[Provided material]

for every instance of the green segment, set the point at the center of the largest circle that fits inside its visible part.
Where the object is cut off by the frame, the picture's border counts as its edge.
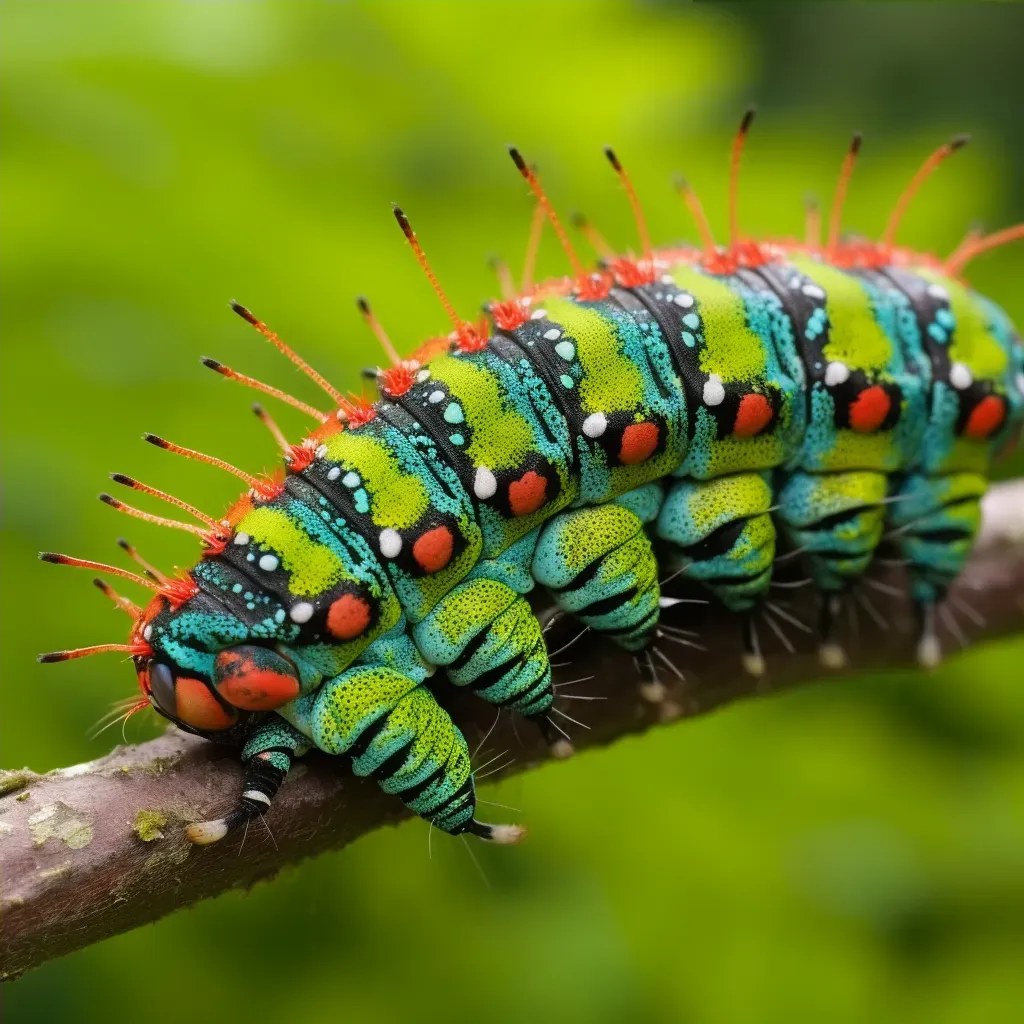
(502, 437)
(609, 380)
(398, 499)
(854, 334)
(313, 567)
(732, 350)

[What is expected]
Could you reproduce exactly, and only, the lines from the one containing "Where the object" through the end of the records above, both included, while leaving out the pictures?

[Answer below]
Where the object is cut off by the frame, the picture's border counts as its edge.
(502, 437)
(609, 380)
(398, 499)
(854, 334)
(313, 567)
(732, 350)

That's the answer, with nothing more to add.